- _Written task_
Put all of the rows below into a two-column CSV with the headers input and output, one line per row, holding its text and its answer. Quote each field and replace line breaks with spaces.

- _Records provided_
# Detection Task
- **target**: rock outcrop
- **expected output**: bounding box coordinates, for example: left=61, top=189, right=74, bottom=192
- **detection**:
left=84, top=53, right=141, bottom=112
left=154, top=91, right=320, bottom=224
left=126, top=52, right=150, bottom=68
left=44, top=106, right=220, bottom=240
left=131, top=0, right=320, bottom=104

- _Task answer_
input,output
"# Detection Task - **target**: rock outcrop - **expected output**: bounding box coordinates, for example: left=61, top=189, right=74, bottom=192 - **detection**:","left=84, top=53, right=141, bottom=112 left=154, top=91, right=320, bottom=224 left=126, top=52, right=150, bottom=68 left=44, top=106, right=220, bottom=240 left=131, top=0, right=320, bottom=104"